━━━ Data shown ━━━

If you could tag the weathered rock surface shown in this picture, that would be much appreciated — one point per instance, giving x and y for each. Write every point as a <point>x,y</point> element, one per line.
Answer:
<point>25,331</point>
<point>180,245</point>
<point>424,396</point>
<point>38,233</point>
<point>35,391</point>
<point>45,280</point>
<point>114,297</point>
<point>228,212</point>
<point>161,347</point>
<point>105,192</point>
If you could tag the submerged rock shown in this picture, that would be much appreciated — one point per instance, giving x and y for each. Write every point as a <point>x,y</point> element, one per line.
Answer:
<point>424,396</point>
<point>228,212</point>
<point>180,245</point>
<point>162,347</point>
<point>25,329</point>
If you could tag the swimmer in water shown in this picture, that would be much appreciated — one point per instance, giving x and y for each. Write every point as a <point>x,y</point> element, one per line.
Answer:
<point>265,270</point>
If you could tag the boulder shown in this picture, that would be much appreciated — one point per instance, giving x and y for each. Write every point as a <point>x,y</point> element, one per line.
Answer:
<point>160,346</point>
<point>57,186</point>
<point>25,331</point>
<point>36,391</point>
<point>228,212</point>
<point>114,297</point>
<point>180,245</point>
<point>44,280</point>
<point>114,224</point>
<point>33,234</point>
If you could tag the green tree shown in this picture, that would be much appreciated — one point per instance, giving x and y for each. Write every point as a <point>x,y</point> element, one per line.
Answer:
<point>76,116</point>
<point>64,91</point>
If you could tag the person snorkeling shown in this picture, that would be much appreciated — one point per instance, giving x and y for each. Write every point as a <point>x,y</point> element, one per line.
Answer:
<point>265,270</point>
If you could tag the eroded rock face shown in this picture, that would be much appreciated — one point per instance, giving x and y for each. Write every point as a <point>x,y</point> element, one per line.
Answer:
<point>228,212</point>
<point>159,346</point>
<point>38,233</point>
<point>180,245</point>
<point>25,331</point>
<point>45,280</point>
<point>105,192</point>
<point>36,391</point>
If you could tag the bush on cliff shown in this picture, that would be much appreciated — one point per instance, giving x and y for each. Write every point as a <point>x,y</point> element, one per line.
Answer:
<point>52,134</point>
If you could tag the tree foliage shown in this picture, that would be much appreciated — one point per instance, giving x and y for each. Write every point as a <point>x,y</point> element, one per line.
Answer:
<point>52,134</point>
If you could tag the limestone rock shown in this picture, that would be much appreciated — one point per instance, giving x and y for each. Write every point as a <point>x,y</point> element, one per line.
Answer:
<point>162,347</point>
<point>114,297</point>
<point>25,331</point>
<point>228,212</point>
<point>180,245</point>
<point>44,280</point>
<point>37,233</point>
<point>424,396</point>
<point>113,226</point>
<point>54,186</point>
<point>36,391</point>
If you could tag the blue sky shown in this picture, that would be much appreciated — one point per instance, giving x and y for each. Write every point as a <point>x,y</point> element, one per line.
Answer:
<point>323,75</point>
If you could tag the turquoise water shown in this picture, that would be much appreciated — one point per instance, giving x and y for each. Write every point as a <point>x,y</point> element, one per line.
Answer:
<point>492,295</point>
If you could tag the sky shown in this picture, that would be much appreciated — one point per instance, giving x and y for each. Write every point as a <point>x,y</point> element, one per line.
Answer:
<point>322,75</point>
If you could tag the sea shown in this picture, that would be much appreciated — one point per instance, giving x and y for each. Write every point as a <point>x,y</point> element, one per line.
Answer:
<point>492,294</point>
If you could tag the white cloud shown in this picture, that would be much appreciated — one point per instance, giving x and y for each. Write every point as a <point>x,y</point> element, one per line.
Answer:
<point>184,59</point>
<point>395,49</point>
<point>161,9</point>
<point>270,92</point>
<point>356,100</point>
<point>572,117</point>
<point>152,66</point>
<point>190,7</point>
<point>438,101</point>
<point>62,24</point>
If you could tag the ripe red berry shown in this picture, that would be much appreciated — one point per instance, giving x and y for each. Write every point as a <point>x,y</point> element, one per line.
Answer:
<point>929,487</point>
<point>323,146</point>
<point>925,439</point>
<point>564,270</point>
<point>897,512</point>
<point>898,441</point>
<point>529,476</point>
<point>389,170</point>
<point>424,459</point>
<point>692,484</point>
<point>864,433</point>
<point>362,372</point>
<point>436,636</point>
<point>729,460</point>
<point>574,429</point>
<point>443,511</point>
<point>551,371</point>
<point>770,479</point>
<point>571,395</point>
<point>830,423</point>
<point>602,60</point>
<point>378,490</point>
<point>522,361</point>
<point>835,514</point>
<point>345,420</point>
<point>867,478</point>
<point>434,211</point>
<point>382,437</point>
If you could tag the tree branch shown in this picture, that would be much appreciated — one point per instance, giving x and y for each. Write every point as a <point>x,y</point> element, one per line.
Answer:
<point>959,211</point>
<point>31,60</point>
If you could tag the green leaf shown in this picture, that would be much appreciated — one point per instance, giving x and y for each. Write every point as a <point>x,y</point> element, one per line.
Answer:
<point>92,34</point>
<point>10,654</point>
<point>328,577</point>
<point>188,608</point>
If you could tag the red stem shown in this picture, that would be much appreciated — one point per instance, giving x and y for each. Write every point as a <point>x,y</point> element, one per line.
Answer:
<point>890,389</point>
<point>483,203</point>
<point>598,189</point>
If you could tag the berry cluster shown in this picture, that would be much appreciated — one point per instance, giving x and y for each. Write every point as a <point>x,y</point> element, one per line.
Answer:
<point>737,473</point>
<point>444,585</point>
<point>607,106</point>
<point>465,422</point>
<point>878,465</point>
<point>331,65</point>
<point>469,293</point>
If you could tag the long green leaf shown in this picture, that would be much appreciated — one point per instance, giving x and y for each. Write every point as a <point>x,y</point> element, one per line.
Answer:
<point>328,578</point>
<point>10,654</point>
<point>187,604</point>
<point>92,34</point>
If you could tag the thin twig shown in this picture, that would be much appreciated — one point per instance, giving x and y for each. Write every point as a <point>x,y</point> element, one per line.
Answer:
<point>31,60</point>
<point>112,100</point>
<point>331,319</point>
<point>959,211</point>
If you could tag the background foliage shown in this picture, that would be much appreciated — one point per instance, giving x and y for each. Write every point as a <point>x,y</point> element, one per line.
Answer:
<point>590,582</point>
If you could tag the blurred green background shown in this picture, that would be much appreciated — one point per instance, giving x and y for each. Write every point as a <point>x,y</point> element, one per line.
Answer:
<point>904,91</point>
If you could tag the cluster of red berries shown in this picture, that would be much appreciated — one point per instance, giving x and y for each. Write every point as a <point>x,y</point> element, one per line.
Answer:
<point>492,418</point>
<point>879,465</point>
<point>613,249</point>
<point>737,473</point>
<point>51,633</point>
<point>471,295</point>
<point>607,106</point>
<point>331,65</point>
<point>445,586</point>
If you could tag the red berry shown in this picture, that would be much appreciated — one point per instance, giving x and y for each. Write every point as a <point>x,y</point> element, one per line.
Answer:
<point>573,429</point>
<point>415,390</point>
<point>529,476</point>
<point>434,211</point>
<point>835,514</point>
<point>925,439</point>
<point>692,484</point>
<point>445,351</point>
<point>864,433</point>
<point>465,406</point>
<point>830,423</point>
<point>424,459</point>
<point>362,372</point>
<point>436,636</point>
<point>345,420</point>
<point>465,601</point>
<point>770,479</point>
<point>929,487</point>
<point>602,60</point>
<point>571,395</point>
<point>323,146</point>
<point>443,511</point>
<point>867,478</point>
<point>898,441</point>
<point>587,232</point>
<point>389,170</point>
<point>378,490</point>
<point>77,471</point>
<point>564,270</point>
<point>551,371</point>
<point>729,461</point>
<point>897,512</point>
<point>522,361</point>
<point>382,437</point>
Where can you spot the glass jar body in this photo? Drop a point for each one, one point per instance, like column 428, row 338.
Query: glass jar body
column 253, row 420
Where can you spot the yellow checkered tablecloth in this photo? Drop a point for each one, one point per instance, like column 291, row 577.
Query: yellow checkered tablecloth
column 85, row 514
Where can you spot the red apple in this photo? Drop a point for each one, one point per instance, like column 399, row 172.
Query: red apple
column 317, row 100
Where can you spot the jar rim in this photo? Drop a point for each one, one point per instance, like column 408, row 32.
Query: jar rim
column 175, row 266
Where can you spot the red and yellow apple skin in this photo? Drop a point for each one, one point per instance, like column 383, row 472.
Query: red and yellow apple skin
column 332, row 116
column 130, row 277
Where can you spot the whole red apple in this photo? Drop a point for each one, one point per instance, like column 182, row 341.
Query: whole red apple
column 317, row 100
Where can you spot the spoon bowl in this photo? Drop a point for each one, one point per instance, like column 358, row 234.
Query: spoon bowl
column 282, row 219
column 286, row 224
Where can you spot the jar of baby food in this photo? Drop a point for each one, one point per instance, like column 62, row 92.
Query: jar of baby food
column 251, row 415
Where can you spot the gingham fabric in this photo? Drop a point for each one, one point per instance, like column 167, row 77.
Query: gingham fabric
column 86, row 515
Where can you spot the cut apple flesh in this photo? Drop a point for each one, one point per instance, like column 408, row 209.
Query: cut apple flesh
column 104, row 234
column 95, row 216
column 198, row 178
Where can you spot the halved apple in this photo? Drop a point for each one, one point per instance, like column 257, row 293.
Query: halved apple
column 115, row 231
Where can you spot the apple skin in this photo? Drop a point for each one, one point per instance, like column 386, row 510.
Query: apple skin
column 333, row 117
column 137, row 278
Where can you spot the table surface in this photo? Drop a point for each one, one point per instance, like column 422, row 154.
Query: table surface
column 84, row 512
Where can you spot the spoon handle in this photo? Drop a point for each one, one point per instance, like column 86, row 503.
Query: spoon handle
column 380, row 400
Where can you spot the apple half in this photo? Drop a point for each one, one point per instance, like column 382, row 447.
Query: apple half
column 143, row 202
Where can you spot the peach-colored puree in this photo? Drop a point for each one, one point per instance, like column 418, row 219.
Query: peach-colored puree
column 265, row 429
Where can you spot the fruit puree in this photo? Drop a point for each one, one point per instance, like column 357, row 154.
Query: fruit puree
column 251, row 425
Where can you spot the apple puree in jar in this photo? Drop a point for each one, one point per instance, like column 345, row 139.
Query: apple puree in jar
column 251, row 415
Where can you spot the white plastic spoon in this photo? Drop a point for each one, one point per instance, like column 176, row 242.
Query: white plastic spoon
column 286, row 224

━━━

What you should do
Begin with the line holding "Query: apple half" and end with the last line of the material. Write out those lines exactly, and only those.

Response
Query: apple half
column 143, row 202
Where can you spot the peach-colored puree in this photo? Drop a point for each one, one point per instance, like column 418, row 219.
Query: peach-colored puree
column 265, row 429
Where can you spot the fruit puree in this photo? Drop a point for each one, one point per instance, like column 357, row 154.
Query: fruit puree
column 251, row 425
Where can you spot the apple puree in jar in this photo? Drop a point for each one, one point per instance, like column 345, row 139.
Query: apple puree in jar
column 251, row 415
Where can you spot the white plastic spoon in this photo? Drop a point for each one, one point per instance, like column 176, row 242.
Query: white plastic spoon
column 286, row 224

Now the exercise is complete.